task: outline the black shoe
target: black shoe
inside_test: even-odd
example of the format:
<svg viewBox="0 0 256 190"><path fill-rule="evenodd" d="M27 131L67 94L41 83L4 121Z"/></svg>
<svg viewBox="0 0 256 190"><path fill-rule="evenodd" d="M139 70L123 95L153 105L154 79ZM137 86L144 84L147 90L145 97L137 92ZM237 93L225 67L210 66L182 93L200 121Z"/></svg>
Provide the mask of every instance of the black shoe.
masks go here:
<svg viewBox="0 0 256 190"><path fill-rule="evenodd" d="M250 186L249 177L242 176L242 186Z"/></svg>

....

GOAL OF THE EXERCISE -
Convert all of the records above into a JSON list of strings, one string per line, omitting any blank lines.

ANSWER TO THIS TASK -
[
  "task: outline the black shoe",
  "target: black shoe",
  "inside_test: even-odd",
  "example of the format:",
  "<svg viewBox=\"0 0 256 190\"><path fill-rule=\"evenodd\" d=\"M27 131L67 94L41 83L4 121Z\"/></svg>",
  "<svg viewBox=\"0 0 256 190\"><path fill-rule=\"evenodd\" d=\"M139 70L123 95L153 105L154 79ZM137 86L144 84L147 90L145 97L137 92ZM237 93L225 67L210 66L182 93L200 121Z\"/></svg>",
  "Provide the mask of every instance of the black shoe.",
  "masks go here:",
  "<svg viewBox=\"0 0 256 190\"><path fill-rule=\"evenodd\" d=\"M250 186L249 177L242 176L242 186Z\"/></svg>"
]